WHAT IS EXPECTED
Can you rewrite all the entries below so that "Put a dot on" becomes "Place a marker on" wherever it occurs, with every other character left as is?

EXTRACTED ENTRIES
----------------
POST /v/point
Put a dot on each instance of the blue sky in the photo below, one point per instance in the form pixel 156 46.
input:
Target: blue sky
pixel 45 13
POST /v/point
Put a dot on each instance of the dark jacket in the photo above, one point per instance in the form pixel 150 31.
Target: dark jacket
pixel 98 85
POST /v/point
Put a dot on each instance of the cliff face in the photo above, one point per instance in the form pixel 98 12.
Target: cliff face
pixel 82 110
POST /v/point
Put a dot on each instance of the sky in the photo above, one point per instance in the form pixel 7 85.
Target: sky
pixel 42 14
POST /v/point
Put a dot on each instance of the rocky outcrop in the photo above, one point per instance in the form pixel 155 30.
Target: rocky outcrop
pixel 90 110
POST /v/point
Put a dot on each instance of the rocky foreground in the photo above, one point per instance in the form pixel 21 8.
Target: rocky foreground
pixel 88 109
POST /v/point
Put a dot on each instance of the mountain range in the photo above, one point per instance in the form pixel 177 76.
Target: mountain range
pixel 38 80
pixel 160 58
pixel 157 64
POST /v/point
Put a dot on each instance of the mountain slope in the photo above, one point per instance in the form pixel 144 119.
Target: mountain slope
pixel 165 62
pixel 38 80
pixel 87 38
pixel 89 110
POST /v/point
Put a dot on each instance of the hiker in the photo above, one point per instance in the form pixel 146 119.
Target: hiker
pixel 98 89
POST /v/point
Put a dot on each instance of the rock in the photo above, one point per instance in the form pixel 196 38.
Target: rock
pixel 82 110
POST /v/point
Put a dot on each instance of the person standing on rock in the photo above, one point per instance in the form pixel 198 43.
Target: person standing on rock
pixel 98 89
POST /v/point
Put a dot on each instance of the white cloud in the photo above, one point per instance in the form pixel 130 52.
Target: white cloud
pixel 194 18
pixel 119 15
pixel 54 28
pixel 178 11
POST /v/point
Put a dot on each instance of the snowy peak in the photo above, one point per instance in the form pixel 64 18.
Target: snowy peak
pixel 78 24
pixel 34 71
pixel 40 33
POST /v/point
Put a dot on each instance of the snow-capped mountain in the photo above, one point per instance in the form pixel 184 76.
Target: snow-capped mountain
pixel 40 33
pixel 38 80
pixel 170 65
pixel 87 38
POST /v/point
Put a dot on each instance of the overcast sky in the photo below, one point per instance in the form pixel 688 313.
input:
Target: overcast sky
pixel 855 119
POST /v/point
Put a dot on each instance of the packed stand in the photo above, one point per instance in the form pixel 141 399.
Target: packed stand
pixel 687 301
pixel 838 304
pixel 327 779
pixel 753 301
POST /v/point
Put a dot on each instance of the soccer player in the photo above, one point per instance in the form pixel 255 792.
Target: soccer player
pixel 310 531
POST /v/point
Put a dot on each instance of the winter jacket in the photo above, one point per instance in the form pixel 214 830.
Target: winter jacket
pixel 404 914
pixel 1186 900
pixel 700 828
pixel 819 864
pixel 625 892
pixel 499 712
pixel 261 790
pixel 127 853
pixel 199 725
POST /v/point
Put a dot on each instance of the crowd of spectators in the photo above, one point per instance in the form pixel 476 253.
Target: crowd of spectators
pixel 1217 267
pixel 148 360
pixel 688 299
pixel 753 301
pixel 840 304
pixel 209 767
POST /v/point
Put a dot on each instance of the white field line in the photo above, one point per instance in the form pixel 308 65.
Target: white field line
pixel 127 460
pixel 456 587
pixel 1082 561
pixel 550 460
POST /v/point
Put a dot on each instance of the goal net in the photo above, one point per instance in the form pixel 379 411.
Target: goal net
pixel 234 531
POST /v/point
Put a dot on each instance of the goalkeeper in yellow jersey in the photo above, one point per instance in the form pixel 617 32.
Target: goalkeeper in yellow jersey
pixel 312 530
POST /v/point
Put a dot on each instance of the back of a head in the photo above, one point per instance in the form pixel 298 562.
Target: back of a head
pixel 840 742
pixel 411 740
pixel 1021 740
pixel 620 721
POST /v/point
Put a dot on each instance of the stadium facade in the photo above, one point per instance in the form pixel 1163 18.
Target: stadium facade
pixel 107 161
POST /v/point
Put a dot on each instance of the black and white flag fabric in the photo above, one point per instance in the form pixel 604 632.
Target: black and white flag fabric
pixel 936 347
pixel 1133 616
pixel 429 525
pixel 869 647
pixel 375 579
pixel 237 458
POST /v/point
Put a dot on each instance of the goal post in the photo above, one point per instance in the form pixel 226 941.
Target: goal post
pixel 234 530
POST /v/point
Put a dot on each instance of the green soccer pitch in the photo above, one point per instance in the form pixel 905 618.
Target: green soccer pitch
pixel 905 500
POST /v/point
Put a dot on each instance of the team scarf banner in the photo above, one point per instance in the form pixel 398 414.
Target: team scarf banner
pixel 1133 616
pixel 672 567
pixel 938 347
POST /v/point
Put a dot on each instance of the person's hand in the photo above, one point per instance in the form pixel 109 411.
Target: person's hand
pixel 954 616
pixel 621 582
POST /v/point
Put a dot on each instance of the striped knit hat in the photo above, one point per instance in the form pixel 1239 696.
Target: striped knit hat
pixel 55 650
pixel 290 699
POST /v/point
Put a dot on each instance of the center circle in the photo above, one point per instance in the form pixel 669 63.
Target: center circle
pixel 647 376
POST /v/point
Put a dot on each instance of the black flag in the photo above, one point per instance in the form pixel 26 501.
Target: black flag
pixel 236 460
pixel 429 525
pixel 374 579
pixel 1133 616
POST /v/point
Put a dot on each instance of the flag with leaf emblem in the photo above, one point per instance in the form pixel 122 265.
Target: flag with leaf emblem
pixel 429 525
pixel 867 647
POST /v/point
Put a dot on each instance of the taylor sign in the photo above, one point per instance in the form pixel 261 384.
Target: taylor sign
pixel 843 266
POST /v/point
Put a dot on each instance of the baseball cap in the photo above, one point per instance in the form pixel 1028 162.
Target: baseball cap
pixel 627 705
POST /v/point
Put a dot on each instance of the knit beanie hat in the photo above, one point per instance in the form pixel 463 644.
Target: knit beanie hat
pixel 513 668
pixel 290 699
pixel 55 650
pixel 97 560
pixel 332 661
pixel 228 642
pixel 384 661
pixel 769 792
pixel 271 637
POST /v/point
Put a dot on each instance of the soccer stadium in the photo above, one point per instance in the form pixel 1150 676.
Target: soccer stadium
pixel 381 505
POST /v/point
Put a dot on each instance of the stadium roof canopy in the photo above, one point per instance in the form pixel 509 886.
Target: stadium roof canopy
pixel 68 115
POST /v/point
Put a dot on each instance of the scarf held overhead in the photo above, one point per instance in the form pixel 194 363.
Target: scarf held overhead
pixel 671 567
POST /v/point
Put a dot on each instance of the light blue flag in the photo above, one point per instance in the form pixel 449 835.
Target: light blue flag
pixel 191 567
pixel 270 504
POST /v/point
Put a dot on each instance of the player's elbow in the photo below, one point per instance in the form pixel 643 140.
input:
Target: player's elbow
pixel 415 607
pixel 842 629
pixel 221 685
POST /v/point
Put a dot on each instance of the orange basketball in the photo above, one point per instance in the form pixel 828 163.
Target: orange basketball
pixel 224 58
----------------
EXERCISE RESULT
POST /v/point
Place a marker on each instance of the blue sky in the photo below, one point per instance in the form pixel 156 46.
input:
Target: blue sky
pixel 45 13
POST /v/point
Place a marker on each instance of the dark jacket in the photo above, one point per instance in the form pixel 150 31.
Target: dark jacket
pixel 98 85
POST /v/point
Place a marker on each instance of the cliff face in the photo above, one point per instance in the form pixel 98 12.
Target: cliff face
pixel 82 110
POST /v/point
Place a marker on each instance of the sky in the photo above, one point per instance in the form pixel 7 85.
Target: sky
pixel 42 14
POST /v/point
Place a marker on each instance of the rocky outcrop in the photo above, one point per instance in the form pixel 155 30.
Target: rocky outcrop
pixel 90 110
POST /v/point
Place a marker on each instance of the rocky foreground in the photo above, one point per instance in the form pixel 21 8.
Target: rocky foreground
pixel 88 109
POST /v/point
Place a marker on each instance of the mountain range in the photo above, one point per instance in the form pixel 177 76.
Target: mountain range
pixel 38 80
pixel 160 58
pixel 157 64
POST /v/point
Place a marker on each instance of the mountain slope in the photo above, one point per instance in the form pixel 144 119.
Target: mountain slope
pixel 165 62
pixel 38 80
pixel 87 38
pixel 89 110
POST /v/point
Place a marker on each instance of the hiker in the photo above, one point per instance in the form pixel 146 119.
Target: hiker
pixel 98 89
POST /v/point
Place a marker on each instance of the rock in the photo above, one point per instance in the form pixel 196 38.
Target: rock
pixel 82 110
POST /v/point
Place a marker on each instance of the person standing on rock in the photo above, one point per instance in the form pixel 198 43.
Target: person standing on rock
pixel 98 89
POST /v/point
Place a marker on each instance of the white cloud in the photo above, one point per instance in the form pixel 130 52.
Target: white cloud
pixel 194 18
pixel 119 15
pixel 54 28
pixel 178 11
POST /v/point
Place a marker on each instance of the snowy peak in the photo above, one point per instance in the form pixel 64 18.
Target: snowy peak
pixel 78 24
pixel 34 71
pixel 40 33
POST /v/point
Place a marker on each instance of the snow-capped mountain in the photo above, one point per instance in the form pixel 184 76.
Target: snow-capped mountain
pixel 40 33
pixel 38 80
pixel 170 65
pixel 87 38
POST /v/point
Place a marker on each instance of the overcast sky in the photo below, one point per instance in the form pixel 688 313.
input:
Target: overcast sky
pixel 855 119
POST /v/point
Place a marker on each instance of the packed stand in the photo above, one point per instance in the form pixel 141 399.
Target: packed stand
pixel 687 301
pixel 838 304
pixel 327 779
pixel 753 301
POST /v/point
Place a marker on each instance of the soccer player in the photo above, one point per instance in the form pixel 255 792.
Target: soccer player
pixel 310 531
POST /v/point
Place a marker on each instance of the winter jacket in the photo above, one point per instance in the form pixel 214 830.
Target: winter jacket
pixel 404 914
pixel 1186 900
pixel 700 828
pixel 819 864
pixel 625 892
pixel 499 712
pixel 261 790
pixel 127 853
pixel 199 725
POST /v/point
Place a marker on each instance of the crowd of spectators in the photo above, one point per instance in the form pixel 476 253.
Target: crowd of spectators
pixel 1217 267
pixel 148 360
pixel 688 299
pixel 753 301
pixel 840 304
pixel 209 767
POST /v/point
Place a marker on each instance of the white field line in the photo above, one point per instance in the form pixel 308 65.
Target: white field line
pixel 127 460
pixel 456 587
pixel 1082 561
pixel 550 460
POST /v/point
Place a marker on each instance of the goal net in the photo above, one point per instance in the form pixel 379 411.
Target: goal net
pixel 234 531
POST /v/point
Place a marker on each instance of the goalkeeper in yellow jersey in the photo above, one point per instance in the form pixel 617 32.
Target: goalkeeper in yellow jersey
pixel 312 530
POST /v/point
Place a marker on each instance of the back of a head in the photo above, one point per instance in the form pixel 298 562.
Target: back of a head
pixel 840 742
pixel 411 740
pixel 1021 740
pixel 620 721
POST /v/point
Place a marker on each instance of the stadium facade in the photo above, one point per instance in the form pixel 1163 18.
Target: stadium facade
pixel 107 161
POST /v/point
Place a marker on each instance of the black and white flag fabric in the photo above, one point per instance in the form pixel 604 632.
Target: black and white flag fabric
pixel 936 347
pixel 1133 616
pixel 429 525
pixel 869 647
pixel 375 579
pixel 237 458
POST /v/point
Place a marker on each instance of the goal post in the photo above, one point per instance in the form pixel 226 941.
Target: goal post
pixel 234 530
POST /v/point
Place a marker on each instance of the green soccer pitch in the photo above, one point per instance in the form pixel 905 618.
Target: green soccer pitch
pixel 905 500
POST /v/point
Place a marker on each instance of the team scarf banner in the photo above, one point per instance in the form pixel 398 414.
Target: team scarf banner
pixel 1133 616
pixel 672 567
pixel 938 347
POST /v/point
Place a marker on each instance of the person's hand in the photo above, one point per instance in the form pixel 109 411.
Target: person's hand
pixel 954 616
pixel 621 582
POST /v/point
Place a marker on each instance of the striped knit hat in the photo above, one point per instance in the form pixel 1239 696.
Target: striped knit hat
pixel 55 650
pixel 290 699
POST /v/point
Place a marker on each instance of the center circle in the photo above, one point per instance in the form pixel 669 63.
Target: center circle
pixel 647 376
POST /v/point
Place a marker on each instance of the black flag in the photo above, one point per instance in the form pixel 26 501.
Target: black flag
pixel 236 460
pixel 429 525
pixel 374 579
pixel 1133 616
POST /v/point
Place a marker on each instance of the flag with leaf emblem in the photo above, one point per instance in the form pixel 122 265.
Target: flag with leaf emblem
pixel 429 525
pixel 867 647
POST /v/point
Place a marker on each instance of the taylor sign in the photo above, one point per instance in the form pixel 261 384.
Target: taylor sign
pixel 843 266
POST /v/point
Place a marker on each instance of the baseball cap in the photo above, one point per instance in the form pixel 1028 162.
Target: baseball cap
pixel 627 705
POST /v/point
Place a marker on each instance of the knit beanie hat in the photo above, one point per instance in the form pixel 463 644.
Target: knit beanie hat
pixel 513 668
pixel 290 699
pixel 55 650
pixel 97 560
pixel 332 661
pixel 228 642
pixel 384 661
pixel 769 792
pixel 271 637
POST /v/point
Place a marker on each instance of the soccer stadium in the photo above, one point per instance in the form pixel 1150 676.
Target: soccer stadium
pixel 381 505
POST /v/point
Place a marker on each instance of the stadium roof canopy in the photo above, one point per instance in the form pixel 509 886.
Target: stadium roof canopy
pixel 68 115
POST /v/point
Place a marker on each instance of the scarf held overhead in the photo above, one point per instance in the form pixel 194 363.
Target: scarf held overhead
pixel 671 567
POST /v/point
Place a marker on each instance of the light blue flag in the photo above, one point per instance in the form pixel 449 835.
Target: light blue flag
pixel 191 567
pixel 270 504
POST /v/point
Place a marker on each instance of the player's elbow in the photo below, one point per instance in the form pixel 643 140.
input:
Target: player's elbow
pixel 415 607
pixel 842 629
pixel 221 685
POST /v/point
Place a marker on each instance of the orange basketball in the photo above, one point per instance in the form pixel 828 163.
Target: orange basketball
pixel 224 58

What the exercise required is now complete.